ACTIVITY
Copy out each line of the listing below in which the string "black" occurs.

DATA EXCERPTS
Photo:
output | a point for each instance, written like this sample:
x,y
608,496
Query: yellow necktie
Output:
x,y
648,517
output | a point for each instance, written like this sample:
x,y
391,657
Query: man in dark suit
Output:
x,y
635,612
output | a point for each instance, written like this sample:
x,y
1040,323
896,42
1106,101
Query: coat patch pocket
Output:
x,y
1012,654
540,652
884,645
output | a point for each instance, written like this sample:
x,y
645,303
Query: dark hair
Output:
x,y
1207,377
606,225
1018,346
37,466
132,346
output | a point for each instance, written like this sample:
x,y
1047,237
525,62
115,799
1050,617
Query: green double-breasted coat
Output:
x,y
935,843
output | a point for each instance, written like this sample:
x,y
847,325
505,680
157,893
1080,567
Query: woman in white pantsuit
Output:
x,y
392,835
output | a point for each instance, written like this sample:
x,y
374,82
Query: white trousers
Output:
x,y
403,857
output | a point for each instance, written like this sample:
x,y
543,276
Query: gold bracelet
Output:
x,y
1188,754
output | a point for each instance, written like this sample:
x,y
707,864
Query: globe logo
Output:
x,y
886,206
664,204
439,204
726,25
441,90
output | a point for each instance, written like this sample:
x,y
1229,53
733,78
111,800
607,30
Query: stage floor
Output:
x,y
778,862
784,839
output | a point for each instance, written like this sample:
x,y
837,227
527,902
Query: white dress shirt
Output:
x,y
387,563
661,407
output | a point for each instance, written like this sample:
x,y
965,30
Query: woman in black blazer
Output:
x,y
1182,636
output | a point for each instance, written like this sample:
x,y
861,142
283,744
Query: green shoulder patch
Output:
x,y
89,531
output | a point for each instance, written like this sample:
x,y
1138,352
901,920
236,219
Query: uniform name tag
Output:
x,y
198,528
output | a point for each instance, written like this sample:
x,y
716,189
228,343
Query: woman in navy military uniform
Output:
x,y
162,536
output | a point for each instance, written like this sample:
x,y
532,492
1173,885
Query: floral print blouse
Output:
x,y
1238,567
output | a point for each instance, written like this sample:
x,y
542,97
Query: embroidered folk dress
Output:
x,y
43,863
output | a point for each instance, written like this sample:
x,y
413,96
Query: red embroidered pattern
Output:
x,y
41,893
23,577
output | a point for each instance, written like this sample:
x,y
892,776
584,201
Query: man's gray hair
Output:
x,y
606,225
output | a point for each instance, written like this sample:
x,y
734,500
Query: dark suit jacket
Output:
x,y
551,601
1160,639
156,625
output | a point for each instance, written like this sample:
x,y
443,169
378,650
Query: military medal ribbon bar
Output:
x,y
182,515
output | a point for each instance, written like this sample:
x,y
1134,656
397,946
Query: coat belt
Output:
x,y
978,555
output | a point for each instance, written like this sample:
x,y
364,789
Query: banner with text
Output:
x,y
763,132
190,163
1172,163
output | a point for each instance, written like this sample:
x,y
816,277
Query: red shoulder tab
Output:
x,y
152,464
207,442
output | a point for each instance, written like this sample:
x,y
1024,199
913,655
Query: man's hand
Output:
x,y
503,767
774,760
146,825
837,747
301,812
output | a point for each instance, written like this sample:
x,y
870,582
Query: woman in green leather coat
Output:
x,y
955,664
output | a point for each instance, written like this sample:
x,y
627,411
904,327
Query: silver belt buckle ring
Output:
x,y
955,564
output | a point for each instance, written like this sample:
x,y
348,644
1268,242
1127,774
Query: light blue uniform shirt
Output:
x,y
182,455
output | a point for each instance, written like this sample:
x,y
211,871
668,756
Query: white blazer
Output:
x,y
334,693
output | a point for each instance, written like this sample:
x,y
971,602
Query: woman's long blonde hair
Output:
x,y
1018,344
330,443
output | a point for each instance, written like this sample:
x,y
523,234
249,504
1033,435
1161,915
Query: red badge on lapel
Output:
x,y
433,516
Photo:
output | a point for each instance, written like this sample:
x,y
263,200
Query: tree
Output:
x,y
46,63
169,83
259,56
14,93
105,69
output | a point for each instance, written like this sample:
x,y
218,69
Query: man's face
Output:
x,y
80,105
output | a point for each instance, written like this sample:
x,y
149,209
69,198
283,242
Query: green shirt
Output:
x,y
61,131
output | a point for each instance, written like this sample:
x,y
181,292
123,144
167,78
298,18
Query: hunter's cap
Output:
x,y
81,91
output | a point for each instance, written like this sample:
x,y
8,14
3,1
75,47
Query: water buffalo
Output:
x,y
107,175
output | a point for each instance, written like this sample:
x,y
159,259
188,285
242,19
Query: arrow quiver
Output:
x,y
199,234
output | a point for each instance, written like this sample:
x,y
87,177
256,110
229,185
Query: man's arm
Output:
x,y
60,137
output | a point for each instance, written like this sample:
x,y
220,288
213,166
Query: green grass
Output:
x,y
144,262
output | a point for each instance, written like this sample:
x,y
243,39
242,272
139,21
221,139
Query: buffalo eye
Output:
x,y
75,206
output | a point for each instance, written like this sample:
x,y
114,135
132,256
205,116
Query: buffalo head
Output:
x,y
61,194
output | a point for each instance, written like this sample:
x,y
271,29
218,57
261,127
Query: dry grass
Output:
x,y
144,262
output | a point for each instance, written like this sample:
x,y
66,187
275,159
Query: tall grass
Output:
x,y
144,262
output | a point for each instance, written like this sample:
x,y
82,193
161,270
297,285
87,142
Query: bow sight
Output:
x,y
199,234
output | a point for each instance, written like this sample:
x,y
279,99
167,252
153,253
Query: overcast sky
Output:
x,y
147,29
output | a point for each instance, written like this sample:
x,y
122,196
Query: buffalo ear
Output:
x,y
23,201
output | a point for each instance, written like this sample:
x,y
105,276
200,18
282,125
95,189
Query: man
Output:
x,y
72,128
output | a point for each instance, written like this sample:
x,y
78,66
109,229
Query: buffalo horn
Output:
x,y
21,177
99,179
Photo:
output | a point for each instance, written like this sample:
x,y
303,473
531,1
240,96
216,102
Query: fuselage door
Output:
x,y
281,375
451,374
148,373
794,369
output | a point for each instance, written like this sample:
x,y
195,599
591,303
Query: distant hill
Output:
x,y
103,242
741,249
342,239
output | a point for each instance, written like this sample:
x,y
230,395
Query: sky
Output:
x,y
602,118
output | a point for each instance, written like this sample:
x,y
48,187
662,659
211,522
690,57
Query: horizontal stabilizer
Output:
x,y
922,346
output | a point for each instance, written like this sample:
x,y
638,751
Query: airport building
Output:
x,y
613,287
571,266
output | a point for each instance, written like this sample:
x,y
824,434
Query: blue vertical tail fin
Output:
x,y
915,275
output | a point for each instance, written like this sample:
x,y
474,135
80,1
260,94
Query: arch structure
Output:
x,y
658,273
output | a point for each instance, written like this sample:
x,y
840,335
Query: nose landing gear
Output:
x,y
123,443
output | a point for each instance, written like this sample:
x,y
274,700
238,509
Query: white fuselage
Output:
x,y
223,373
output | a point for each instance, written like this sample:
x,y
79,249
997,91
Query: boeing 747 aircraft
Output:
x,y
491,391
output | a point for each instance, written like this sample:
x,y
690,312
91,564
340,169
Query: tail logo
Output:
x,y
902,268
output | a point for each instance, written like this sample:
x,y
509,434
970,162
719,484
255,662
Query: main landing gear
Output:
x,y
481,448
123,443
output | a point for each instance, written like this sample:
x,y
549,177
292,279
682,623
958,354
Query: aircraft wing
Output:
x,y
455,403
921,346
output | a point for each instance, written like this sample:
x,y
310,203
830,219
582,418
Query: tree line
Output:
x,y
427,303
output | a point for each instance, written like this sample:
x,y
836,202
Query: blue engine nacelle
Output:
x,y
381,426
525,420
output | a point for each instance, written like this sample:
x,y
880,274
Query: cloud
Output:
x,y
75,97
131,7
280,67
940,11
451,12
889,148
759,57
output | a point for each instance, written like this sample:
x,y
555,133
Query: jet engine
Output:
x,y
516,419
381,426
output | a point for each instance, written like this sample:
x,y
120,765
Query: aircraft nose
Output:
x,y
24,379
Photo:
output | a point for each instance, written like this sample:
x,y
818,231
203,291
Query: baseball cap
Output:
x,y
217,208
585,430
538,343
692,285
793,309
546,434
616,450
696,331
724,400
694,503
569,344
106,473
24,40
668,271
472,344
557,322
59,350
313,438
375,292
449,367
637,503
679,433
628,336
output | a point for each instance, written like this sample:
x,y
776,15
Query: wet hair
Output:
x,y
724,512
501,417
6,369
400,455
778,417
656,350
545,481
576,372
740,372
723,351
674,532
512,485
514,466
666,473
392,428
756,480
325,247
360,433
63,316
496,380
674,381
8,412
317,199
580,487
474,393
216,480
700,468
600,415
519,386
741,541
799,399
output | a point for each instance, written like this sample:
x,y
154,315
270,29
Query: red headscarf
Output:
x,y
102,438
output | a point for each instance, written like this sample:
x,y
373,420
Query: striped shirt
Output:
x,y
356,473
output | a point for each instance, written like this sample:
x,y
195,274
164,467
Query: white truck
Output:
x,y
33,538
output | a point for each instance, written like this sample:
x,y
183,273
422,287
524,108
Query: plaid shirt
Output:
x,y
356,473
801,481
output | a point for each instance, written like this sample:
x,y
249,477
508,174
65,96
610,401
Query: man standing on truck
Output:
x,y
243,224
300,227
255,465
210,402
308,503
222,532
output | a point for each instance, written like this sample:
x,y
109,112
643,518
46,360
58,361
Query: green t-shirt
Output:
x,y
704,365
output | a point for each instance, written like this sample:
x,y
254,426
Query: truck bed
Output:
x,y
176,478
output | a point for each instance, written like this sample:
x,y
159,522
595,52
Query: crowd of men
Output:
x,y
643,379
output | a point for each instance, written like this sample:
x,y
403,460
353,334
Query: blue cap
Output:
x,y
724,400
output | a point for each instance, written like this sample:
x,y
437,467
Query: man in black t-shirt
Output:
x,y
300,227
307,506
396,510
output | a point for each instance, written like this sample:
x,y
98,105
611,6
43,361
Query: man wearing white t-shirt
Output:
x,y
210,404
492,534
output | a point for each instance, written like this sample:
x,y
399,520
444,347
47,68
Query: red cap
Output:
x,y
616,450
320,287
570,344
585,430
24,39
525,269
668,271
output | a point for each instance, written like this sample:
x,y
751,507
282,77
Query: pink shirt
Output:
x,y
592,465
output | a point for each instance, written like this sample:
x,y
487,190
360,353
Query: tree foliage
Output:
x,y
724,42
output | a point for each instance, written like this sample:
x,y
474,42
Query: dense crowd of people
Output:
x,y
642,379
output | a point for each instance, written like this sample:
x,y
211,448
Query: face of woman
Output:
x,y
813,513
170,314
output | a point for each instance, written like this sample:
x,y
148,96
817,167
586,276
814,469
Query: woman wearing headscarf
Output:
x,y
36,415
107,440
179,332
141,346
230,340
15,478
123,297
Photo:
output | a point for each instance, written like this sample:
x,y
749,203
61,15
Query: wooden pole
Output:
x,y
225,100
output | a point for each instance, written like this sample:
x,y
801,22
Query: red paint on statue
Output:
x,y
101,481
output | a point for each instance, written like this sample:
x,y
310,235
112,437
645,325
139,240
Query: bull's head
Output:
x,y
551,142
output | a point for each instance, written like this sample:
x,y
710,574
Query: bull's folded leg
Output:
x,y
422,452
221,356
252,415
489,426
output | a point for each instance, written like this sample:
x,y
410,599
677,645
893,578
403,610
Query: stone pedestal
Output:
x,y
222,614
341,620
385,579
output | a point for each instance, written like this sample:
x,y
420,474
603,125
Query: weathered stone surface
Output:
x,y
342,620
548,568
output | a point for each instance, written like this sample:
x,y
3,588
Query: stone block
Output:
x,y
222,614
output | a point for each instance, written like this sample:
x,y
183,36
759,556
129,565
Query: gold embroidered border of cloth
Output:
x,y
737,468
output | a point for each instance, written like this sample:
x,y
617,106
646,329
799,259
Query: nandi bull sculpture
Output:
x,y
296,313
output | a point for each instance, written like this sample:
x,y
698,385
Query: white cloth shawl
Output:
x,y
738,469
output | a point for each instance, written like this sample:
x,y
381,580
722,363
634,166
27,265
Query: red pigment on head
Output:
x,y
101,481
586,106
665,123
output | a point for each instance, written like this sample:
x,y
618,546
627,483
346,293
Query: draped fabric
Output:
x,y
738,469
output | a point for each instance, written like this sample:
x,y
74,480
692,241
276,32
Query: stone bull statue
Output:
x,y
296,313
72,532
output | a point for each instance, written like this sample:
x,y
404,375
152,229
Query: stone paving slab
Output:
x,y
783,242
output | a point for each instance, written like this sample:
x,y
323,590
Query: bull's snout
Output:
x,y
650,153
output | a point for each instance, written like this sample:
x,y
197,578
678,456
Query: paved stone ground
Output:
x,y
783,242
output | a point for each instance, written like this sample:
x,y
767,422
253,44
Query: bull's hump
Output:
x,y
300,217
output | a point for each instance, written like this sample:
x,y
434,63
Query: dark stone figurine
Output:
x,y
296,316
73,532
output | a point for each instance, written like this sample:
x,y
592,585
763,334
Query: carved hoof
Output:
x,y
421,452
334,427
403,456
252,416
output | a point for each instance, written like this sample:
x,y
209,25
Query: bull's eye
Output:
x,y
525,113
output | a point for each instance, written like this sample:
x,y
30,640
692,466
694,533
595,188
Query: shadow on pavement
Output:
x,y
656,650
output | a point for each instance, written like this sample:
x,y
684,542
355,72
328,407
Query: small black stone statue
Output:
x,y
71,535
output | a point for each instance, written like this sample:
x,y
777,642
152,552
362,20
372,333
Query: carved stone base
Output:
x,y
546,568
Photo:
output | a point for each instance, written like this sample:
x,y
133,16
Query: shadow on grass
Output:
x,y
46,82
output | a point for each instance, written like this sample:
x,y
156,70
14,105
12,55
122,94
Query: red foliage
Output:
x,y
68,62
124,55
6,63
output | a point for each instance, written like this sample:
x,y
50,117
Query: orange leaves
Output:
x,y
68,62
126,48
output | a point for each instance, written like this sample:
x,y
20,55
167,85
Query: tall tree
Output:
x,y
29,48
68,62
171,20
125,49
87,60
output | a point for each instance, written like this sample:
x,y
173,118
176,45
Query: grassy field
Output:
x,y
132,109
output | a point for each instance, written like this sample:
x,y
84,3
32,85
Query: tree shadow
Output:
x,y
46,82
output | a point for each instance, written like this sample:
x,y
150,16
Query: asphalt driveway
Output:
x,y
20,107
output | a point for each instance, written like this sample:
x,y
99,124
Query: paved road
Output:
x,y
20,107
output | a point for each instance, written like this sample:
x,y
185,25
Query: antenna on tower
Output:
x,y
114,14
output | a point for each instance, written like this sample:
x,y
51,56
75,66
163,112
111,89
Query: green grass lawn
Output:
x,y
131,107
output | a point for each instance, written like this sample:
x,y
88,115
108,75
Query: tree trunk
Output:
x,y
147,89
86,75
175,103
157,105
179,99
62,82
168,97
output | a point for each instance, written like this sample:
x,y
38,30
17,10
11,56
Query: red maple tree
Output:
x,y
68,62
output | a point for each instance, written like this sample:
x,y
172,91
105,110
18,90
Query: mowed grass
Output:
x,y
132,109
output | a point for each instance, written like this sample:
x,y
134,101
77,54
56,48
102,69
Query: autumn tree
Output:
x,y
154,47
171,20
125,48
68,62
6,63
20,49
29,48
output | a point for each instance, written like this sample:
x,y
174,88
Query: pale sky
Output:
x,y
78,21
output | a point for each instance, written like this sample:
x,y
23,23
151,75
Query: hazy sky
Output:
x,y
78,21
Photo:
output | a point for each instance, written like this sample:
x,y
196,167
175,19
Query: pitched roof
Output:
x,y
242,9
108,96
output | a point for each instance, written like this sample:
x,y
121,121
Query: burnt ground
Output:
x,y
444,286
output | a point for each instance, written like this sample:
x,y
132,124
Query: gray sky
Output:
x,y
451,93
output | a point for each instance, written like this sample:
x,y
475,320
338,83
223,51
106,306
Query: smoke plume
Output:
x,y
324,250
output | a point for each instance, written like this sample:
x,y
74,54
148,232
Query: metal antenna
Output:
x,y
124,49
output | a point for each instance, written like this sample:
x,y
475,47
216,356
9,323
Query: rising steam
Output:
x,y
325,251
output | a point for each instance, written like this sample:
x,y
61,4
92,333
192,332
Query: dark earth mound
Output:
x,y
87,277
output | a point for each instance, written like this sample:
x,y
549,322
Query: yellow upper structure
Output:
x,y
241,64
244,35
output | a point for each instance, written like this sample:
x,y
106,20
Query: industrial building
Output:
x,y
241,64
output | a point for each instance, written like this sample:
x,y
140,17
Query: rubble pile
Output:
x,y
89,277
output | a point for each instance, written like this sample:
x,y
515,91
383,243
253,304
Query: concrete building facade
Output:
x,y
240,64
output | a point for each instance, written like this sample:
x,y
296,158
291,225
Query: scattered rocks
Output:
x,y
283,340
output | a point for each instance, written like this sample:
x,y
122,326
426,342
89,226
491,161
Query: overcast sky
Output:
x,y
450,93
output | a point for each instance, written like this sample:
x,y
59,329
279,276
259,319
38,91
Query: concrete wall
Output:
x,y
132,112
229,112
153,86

YOUR RESPONSE
Query: woman in black blazer
Query: man in black t-shirt
Query: small black stone statue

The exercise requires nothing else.